Give only the lines from the one containing "of the bare" through the end of the material below, exactly as written.
— start Exercise materials —
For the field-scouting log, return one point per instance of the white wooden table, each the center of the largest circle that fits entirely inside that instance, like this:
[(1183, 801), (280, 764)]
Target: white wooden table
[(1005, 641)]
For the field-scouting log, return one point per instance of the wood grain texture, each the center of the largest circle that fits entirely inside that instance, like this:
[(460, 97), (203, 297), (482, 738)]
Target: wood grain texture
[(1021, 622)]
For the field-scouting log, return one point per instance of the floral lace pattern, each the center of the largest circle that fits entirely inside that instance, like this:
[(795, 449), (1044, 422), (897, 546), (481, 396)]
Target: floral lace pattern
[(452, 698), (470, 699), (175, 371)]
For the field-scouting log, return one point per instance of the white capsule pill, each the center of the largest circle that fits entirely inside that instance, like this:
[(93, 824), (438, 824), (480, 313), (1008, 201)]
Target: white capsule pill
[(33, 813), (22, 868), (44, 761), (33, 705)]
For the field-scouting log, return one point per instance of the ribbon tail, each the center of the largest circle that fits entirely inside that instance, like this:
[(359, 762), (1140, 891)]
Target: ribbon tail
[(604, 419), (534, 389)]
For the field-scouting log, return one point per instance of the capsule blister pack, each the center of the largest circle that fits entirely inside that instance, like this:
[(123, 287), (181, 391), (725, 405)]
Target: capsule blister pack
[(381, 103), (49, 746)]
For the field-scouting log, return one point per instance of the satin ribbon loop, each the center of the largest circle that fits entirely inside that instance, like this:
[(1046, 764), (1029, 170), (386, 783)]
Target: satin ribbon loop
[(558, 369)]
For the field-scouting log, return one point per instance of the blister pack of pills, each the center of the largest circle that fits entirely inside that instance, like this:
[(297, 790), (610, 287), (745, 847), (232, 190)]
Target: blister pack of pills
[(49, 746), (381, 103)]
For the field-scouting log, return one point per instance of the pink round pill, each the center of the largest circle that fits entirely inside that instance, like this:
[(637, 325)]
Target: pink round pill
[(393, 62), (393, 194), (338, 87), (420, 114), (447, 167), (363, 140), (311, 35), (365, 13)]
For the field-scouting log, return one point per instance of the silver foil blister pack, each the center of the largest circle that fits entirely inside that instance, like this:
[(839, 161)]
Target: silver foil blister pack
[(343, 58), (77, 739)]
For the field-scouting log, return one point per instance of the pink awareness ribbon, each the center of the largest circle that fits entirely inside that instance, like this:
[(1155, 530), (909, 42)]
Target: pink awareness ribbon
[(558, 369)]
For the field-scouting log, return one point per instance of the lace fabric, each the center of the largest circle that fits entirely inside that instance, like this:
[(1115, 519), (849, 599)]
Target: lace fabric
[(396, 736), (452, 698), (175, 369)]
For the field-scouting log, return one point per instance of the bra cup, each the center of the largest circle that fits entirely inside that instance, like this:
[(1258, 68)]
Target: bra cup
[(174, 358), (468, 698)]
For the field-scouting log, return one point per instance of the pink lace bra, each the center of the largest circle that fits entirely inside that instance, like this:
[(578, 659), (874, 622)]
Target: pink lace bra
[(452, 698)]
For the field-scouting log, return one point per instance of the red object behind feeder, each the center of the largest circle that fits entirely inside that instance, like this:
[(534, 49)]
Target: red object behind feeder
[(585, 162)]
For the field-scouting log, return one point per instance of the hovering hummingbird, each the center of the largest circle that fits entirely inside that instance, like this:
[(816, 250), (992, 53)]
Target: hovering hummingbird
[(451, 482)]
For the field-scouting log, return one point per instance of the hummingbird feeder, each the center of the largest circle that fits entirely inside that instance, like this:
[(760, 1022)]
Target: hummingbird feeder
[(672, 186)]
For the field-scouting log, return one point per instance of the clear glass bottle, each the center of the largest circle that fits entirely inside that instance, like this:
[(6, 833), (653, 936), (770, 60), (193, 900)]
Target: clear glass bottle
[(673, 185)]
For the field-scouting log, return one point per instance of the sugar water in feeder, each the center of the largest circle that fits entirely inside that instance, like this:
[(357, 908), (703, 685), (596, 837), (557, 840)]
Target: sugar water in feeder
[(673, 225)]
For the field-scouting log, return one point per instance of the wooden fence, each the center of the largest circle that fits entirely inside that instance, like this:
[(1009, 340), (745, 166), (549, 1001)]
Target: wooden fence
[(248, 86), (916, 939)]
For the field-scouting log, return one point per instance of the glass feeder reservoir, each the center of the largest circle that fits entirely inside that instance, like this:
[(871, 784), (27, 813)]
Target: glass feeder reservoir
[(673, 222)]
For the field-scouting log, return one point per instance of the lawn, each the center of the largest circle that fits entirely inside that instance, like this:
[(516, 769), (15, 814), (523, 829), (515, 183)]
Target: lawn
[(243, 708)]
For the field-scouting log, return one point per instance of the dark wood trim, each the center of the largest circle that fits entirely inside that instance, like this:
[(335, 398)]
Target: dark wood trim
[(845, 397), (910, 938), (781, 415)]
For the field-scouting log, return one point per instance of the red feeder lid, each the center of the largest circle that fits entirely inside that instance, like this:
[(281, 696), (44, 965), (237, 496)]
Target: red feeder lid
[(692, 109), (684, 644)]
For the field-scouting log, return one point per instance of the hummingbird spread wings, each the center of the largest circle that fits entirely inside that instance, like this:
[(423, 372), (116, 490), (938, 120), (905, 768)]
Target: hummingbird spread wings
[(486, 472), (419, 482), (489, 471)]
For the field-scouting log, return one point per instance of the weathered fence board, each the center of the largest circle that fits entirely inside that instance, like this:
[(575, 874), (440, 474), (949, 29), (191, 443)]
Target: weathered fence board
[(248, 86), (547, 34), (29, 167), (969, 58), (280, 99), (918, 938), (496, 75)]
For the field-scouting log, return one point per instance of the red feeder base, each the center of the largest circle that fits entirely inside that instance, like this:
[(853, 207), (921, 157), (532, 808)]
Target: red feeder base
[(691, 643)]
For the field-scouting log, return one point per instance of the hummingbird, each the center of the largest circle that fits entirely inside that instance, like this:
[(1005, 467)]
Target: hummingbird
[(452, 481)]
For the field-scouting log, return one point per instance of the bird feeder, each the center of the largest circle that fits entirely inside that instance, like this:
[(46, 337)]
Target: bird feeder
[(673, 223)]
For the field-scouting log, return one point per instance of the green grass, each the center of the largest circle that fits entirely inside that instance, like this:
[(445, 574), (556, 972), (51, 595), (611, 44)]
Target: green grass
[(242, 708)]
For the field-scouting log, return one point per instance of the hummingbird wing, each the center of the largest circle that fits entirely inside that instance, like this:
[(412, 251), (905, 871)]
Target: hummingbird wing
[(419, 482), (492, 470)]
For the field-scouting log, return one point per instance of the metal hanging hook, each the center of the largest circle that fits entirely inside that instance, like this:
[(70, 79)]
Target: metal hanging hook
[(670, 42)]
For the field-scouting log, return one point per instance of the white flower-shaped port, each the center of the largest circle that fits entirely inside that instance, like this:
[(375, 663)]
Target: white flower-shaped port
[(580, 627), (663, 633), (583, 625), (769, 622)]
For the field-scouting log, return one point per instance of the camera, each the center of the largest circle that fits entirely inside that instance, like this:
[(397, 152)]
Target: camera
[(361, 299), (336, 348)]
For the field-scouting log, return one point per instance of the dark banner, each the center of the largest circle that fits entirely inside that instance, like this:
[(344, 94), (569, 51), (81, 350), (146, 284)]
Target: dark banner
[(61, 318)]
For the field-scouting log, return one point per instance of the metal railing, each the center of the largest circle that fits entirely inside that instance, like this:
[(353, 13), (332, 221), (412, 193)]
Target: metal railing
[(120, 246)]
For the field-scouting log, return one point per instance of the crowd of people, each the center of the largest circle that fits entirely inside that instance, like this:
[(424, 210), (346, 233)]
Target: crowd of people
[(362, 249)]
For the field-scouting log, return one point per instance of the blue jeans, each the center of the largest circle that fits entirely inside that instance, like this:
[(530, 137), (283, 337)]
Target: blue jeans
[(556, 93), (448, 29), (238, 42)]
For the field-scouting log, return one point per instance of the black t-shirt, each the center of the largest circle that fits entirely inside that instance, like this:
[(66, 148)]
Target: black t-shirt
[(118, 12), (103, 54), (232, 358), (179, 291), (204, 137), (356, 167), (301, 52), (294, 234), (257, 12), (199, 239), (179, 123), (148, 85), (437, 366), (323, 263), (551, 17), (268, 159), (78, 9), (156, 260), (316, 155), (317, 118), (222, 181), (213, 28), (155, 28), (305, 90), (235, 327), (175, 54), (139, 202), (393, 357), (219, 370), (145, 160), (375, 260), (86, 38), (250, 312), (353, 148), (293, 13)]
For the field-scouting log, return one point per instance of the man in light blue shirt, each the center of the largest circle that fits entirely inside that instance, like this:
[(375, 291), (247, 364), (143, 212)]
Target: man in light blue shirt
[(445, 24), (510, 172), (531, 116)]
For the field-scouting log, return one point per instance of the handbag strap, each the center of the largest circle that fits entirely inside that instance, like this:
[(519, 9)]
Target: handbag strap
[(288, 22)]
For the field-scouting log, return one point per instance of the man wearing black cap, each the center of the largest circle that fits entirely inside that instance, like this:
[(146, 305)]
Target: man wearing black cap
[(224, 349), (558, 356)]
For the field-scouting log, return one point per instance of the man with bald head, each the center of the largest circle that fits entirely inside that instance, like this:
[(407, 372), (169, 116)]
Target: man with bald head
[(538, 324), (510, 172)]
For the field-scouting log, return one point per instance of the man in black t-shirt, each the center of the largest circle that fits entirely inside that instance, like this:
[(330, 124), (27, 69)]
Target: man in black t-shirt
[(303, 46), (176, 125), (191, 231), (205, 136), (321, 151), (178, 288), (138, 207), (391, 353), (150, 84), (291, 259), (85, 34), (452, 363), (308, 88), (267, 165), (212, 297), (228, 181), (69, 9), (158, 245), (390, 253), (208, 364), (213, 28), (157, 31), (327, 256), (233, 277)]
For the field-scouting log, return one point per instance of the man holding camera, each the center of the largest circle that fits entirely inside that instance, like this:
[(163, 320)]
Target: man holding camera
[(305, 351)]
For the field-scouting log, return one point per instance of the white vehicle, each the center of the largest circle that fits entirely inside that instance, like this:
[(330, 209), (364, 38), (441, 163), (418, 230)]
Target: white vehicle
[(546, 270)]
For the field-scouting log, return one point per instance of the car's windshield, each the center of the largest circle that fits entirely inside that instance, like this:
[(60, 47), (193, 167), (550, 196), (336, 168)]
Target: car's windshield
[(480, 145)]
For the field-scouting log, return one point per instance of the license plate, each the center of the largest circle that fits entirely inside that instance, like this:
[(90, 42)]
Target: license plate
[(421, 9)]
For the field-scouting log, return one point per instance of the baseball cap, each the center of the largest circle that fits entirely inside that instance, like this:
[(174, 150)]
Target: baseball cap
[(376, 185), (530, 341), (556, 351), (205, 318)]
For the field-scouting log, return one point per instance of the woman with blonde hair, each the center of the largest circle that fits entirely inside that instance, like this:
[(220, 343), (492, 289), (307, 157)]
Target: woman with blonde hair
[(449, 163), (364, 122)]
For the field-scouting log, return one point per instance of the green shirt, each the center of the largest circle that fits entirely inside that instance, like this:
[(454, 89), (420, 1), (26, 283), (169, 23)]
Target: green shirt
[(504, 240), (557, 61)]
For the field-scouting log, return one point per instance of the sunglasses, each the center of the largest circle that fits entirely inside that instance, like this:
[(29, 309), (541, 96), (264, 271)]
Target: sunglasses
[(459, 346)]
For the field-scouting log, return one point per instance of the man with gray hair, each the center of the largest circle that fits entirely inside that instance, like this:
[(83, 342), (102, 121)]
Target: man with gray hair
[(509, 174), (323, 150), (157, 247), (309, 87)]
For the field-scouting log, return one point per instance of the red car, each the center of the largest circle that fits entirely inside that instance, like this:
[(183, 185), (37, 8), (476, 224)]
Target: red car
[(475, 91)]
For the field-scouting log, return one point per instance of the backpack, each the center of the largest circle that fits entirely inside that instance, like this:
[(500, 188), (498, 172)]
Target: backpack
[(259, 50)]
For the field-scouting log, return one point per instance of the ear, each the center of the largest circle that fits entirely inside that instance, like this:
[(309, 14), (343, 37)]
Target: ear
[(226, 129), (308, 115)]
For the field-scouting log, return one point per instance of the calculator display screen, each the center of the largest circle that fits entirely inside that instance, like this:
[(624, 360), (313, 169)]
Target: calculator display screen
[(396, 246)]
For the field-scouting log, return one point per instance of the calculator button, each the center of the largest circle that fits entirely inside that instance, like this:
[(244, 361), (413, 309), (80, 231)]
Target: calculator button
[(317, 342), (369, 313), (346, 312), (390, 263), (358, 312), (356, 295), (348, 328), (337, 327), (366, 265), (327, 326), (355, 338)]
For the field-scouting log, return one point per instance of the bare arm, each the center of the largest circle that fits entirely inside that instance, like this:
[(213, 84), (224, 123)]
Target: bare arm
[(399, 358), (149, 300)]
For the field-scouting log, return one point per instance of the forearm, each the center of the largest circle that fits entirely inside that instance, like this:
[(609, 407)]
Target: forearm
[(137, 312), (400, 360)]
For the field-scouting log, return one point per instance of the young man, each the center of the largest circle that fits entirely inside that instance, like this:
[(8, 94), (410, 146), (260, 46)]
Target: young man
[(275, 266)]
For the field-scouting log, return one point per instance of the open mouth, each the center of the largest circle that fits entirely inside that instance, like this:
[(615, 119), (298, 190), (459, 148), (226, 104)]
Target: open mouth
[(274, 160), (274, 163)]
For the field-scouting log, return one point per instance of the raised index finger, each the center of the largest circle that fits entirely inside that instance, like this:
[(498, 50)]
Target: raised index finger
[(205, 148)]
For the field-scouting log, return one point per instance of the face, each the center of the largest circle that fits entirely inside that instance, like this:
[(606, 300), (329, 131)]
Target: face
— end Exercise materials —
Result |
For the field-scouting log, return one point per instance of the bare arm, each the center of the largest circle that fits entirely inside that instance, like this:
[(213, 84), (224, 123)]
Target: bare arm
[(399, 358), (149, 300)]
For the field-scouting log, return one point per instance of the forearm, each the center of the largest circle that fits entirely inside that instance, like this:
[(609, 407)]
Target: forearm
[(137, 312), (400, 360)]
For the field-scouting log, return one point per instance of the young man, each the center of the largest circle that fits entirely inside that instance, like this:
[(8, 94), (410, 146), (260, 46)]
Target: young man
[(275, 266)]
For the field-scouting log, return one point per instance of the open mouth, each the center of the largest circle that fits entirely inside that instance, like this:
[(615, 119), (298, 190), (459, 148), (226, 104)]
Target: open mouth
[(274, 160), (274, 163)]
For the field-scouting log, return one point per instance of the raised index finger, each the center of the largest circle that fits entirely inside that instance, like this:
[(498, 50)]
Target: raised index finger
[(205, 148)]
For the field-scouting log, return one point per instance of the face, each the center of the largest circle that fits entirely inside that instance, like this:
[(606, 300), (329, 131)]
Target: face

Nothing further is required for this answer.